#### [Text segment]
══════

Three Sisters tells the tale of each sister – their journey from home to camp; the hardships endured; their hopes and aspirations for the future. 

Book Review:

While this is third book in the Tattooist of Auschwitz trilogy, Three Sisters can be read as a standalone novel. The only thing you’d miss is a few nods to main characters from prior books. 

I appreciate how Morris takes a slightly different spin with the ending of each book. While all are primarily set during WWII in concentrations camps, each ends a bit differently – representing very different paths survivors took. The first book, The Tattooist of Auschwitz, had the main characters returning to their home country. The second, Cilka’s Journey, finished with a woman being judged by her Soviet rescuers and sentenced to work in a Soviet labor camp. This last book showed the main characters escaping in the final days of the war, spending a brief time with Allied Forces, and then finding their way from postwar anti-Semitic Soviet Europe to the new Jewish homeland of Israel.

══════

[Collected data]

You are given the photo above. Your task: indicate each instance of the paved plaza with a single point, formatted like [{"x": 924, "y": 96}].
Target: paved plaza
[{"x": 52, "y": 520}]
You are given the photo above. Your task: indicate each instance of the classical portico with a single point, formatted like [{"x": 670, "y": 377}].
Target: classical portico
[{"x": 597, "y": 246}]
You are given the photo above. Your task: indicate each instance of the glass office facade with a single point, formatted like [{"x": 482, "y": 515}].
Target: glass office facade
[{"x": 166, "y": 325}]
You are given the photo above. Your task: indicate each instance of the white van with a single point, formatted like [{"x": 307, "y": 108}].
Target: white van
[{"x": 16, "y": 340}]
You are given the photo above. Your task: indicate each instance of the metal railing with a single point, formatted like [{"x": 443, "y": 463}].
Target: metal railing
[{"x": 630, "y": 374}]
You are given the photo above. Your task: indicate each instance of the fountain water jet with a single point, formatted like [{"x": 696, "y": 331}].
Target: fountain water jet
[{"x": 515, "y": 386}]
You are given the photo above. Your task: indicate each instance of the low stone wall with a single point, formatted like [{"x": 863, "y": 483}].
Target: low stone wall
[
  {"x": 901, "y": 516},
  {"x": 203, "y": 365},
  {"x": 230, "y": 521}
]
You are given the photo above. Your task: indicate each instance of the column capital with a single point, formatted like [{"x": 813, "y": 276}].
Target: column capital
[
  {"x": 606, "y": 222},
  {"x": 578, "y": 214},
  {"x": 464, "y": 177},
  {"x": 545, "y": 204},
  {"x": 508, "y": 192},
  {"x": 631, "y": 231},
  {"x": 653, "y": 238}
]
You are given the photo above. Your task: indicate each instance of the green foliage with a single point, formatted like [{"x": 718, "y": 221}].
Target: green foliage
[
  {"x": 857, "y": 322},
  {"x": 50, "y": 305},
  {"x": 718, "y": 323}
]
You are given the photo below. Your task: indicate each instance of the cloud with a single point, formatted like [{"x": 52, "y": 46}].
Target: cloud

══════

#### [Work to do]
(1) Duplicate the part of the book review starting with "Three Sisters tells" and going on through "from prior books.".
(2) Express the rows starting with the line with "the low stone" and going on through the last line of the rows as a JSON list of strings, one string per line, leaving out blank lines. Include only those lines.

#### [Answers by task]
(1)
Three Sisters tells the tale of each sister – their journey from home to camp; the hardships endured; their hopes and aspirations for the future. 

Book Review:

While this is third book in the Tattooist of Auschwitz trilogy, Three Sisters can be read as a standalone novel. The only thing you’d miss is a few nods to main characters from prior books.

(2)
[
  "You are given the photo above. Your task: indicate each instance of the low stone wall with a single point, formatted like [{\"x\": 863, \"y\": 483}].",
  "Target: low stone wall",
  "[",
  "  {\"x\": 901, \"y\": 516},",
  "  {\"x\": 203, \"y\": 365},",
  "  {\"x\": 230, \"y\": 521}",
  "]",
  "You are given the photo above. Your task: indicate each instance of the column capital with a single point, formatted like [{\"x\": 813, \"y\": 276}].",
  "Target: column capital",
  "[",
  "  {\"x\": 606, \"y\": 222},",
  "  {\"x\": 578, \"y\": 214},",
  "  {\"x\": 464, \"y\": 177},",
  "  {\"x\": 545, \"y\": 204},",
  "  {\"x\": 508, \"y\": 192},",
  "  {\"x\": 631, \"y\": 231},",
  "  {\"x\": 653, \"y\": 238}",
  "]",
  "You are given the photo above. Your task: indicate each instance of the green foliage with a single point, formatted like [{\"x\": 718, \"y\": 221}].",
  "Target: green foliage",
  "[",
  "  {\"x\": 857, \"y\": 322},",
  "  {\"x\": 50, \"y\": 305},",
  "  {\"x\": 718, \"y\": 323}",
  "]",
  "You are given the photo below. Your task: indicate each instance of the cloud with a single point, formatted like [{\"x\": 52, \"y\": 46}].",
  "Target: cloud"
]